--- Votre travail ---
A – À quelle date le recours du ministre a-t-il été enregistré au greffe de la cour, d'après l'extrait de décision ?
B – Recopiez à l'identique, dans l'extrait de décision, tout le passage qui va de « France | France, Cour » jusqu'à « société par l... ».

--- Extrait choisi ---
........

France | France, Cour administrative d'appel de Paris, 5e chambre, 24 septembre 1998, 98PA02785


(5ème Chambre)
VU, enregistré au greffe de la cour le 4 août 1998, le recours présenté par le MINISTRE DE L'ECONOMIE, DES FINANCES ET DE L'INDUSTRIE ; le ministre demande à la cour :
1 ) d'annuler l'ordonnance du 22 juillet 1998 par laquelle le magistrat délégué par le président du tribunal administratif de Paris, statuant en référé, a, sur la demande de M. D... et autres, désigné M. Maurice C... en vue de procéder à une expertise portant sur la situation de la société Europavie avant et après son rachat par le groupe Thinet et jusqu'à sa liquidation, ainsi que sur

les mesures de contrôle et de surveillance prises sur cette société par l...

(5ème Chambre)

........

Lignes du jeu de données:
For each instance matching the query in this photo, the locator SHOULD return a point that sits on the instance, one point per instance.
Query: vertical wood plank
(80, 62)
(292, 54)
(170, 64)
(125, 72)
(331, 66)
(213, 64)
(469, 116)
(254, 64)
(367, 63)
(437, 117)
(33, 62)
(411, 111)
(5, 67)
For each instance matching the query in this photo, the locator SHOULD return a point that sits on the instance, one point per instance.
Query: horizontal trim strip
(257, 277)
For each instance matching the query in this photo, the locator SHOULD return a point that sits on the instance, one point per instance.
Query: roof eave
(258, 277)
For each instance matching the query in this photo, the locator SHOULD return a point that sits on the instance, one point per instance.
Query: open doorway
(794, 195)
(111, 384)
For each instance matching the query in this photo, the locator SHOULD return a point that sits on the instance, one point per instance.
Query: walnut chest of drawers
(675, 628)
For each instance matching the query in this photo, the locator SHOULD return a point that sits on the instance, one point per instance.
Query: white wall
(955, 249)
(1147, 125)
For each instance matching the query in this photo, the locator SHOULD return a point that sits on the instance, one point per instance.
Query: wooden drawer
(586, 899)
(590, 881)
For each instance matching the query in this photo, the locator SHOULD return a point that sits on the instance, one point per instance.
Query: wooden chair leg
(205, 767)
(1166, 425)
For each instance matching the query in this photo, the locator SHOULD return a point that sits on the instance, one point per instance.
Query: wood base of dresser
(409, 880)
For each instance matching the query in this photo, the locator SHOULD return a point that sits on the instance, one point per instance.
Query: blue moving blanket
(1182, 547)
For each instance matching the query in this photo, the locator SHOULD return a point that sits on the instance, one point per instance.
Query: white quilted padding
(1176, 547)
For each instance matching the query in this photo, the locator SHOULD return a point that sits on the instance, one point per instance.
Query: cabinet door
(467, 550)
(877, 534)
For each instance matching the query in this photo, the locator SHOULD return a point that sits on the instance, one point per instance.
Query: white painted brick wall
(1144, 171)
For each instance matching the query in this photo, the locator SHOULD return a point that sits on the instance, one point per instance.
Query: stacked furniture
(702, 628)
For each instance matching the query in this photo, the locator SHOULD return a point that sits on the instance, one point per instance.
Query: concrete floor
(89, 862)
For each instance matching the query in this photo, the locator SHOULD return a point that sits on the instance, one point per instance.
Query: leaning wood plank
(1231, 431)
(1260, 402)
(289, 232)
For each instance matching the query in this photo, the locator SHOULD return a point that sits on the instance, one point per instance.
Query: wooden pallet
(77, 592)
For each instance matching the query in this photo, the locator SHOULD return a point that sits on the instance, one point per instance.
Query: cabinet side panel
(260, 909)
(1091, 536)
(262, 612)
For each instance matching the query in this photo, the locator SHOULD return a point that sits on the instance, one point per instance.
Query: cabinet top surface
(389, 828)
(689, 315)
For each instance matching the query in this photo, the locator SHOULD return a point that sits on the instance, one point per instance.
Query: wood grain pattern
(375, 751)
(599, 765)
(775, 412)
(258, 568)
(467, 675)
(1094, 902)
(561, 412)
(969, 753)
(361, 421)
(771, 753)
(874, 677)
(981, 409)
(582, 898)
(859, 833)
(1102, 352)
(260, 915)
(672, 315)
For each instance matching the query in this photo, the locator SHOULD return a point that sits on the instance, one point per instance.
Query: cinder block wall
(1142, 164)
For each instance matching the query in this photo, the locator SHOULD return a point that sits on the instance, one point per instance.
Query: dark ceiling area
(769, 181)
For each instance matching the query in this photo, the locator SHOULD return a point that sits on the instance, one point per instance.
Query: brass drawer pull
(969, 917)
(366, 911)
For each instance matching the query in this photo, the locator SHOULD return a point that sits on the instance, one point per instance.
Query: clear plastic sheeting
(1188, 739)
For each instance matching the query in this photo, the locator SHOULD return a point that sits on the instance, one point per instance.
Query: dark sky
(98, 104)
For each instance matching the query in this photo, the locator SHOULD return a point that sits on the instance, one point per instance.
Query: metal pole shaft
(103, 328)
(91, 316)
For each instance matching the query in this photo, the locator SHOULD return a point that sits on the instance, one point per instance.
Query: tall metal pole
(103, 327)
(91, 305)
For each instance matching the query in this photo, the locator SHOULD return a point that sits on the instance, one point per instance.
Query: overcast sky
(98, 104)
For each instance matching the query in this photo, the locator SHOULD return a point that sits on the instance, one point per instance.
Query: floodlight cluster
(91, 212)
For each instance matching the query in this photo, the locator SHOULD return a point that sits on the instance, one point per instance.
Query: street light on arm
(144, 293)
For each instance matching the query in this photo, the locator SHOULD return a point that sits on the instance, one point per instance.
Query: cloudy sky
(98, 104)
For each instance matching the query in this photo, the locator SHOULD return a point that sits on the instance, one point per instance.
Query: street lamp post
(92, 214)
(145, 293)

........

--- Réponses ci-dessous ---
A – Le 4 août 1998.

B –
France | France, Cour administrative d'appel de Paris, 5e chambre, 24 septembre 1998, 98PA02785


(5ème Chambre)
VU, enregistré au greffe de la cour le 4 août 1998, le recours présenté par le MINISTRE DE L'ECONOMIE, DES FINANCES ET DE L'INDUSTRIE ; le ministre demande à la cour :
1 ) d'annuler l'ordonnance du 22 juillet 1998 par laquelle le magistrat délégué par le président du tribunal administratif de Paris, statuant en référé, a, sur la demande de M. D... et autres, désigné M. Maurice C... en vue de procéder à une expertise portant sur la situation de la société Europavie avant et après son rachat par le groupe Thinet et jusqu'à sa liquidation, ainsi que sur

les mesures de contrôle et de surveillance prises sur cette société par l...